(Text):
Hiltz said being part of The Brides Project has helped inform her teaching at the School of Social Work, where she teaches management classes for those who want to lead organizations.
She said she loves being a part of something fun that helps those in need.
“I think that’s meaningful to the brides too — that their purchase for their really happy day can help somebody who might be at their lowest.”
Q & A
What moment in the classroom stands out as the most memorable?
I'm not sure I have just one. I always love the first day of class. Everyone is excited and eager, but a little nervous. Every class I've taught has had a slightly different personality — and I think it is largely shaped in those opening classes.
What can't you live without?
I have a pillow that I've had since I was a kid. My husband tells me that keeping a pillow that long is gross and sends me scientific articles to prove it. I can't part with it.
Where is your favorite spot on campus?
I walk or bike to campus every day. I like the path through the Law Quad between State and Tappan. It is a peaceful spot just before I start my busy day.

(Data excerpts):
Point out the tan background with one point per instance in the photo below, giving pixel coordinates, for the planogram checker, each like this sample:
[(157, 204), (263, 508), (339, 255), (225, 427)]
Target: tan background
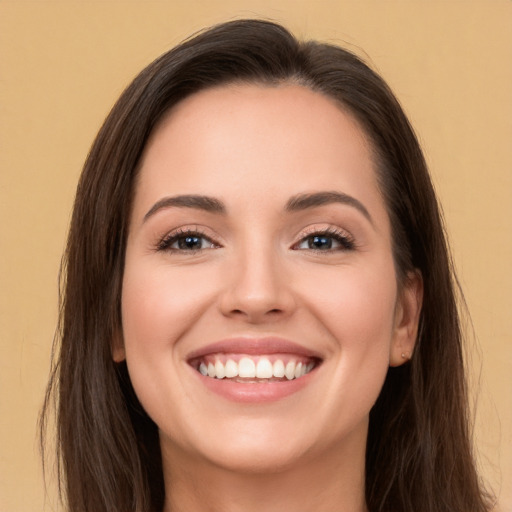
[(63, 63)]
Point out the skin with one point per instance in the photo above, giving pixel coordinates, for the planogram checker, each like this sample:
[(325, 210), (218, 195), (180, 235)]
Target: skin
[(253, 148)]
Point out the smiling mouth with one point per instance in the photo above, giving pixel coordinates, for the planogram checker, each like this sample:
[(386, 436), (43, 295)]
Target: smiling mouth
[(250, 369)]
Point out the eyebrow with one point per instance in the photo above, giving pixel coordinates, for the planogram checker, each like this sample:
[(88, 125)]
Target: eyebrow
[(296, 203), (208, 204), (305, 201)]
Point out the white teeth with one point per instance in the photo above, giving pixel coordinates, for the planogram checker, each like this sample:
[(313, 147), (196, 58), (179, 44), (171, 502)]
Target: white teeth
[(246, 368), (219, 370), (278, 369), (264, 369), (290, 370), (231, 369)]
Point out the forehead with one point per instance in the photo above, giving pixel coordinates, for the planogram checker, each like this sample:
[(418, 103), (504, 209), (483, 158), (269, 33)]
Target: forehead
[(253, 142)]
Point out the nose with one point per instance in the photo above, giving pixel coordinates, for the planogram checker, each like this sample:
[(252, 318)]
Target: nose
[(258, 288)]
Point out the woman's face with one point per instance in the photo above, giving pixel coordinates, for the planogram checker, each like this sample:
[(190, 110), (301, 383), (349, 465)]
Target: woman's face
[(259, 248)]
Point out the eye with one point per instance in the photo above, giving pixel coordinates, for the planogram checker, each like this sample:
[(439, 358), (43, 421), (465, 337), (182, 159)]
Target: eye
[(186, 241), (328, 240)]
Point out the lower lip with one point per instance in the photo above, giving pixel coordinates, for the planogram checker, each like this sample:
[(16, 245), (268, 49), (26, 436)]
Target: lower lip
[(255, 392)]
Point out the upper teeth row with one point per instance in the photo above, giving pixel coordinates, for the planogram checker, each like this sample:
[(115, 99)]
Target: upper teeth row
[(247, 368)]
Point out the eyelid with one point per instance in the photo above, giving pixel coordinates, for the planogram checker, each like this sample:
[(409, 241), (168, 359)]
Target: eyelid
[(164, 243), (327, 230)]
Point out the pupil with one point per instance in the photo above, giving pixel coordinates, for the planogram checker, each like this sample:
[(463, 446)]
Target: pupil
[(320, 242), (190, 242)]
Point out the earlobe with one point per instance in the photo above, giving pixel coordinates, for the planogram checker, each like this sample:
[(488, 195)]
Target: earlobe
[(407, 316)]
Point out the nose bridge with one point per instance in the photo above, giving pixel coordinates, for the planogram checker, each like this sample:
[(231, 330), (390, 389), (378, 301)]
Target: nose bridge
[(257, 286)]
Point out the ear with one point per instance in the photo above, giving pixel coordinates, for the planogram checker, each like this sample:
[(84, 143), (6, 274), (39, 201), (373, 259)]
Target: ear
[(118, 351), (407, 316)]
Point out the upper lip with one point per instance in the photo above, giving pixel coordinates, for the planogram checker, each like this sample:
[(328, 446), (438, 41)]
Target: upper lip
[(254, 346)]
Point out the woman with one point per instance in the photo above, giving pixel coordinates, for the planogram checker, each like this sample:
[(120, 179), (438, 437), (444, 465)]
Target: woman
[(259, 306)]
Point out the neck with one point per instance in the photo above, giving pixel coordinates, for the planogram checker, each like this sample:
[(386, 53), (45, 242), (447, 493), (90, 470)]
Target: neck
[(331, 482)]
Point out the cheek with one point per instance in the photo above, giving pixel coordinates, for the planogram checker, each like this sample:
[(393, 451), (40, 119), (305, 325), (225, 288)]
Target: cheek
[(160, 303), (357, 303)]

(Work to complete): Carry on the profile of Hiltz, picking up after its last sentence. The rows have no connection to the text.

(Result of this task):
What inspires you?
Different things inspire me at different moments. Right now, it's my daughter. She is 8 and learning at an incredible pace. She is curious about everything. I want to bottle that up and take a little with me!
What are you currently reading?
“The Windup Girl” by Paolo Bacigalupi. Someone told me recently that it is his favorite piece of science fiction so I had to pick it up.
Who had the biggest/greatest influence on your career path?
My dad. He introduced me to social work and encouraged me to consider it as a career path. He himself was an administrator for social services in our region in central Canada. He is smart and caring — an all-around excellent human. I hope I make him proud.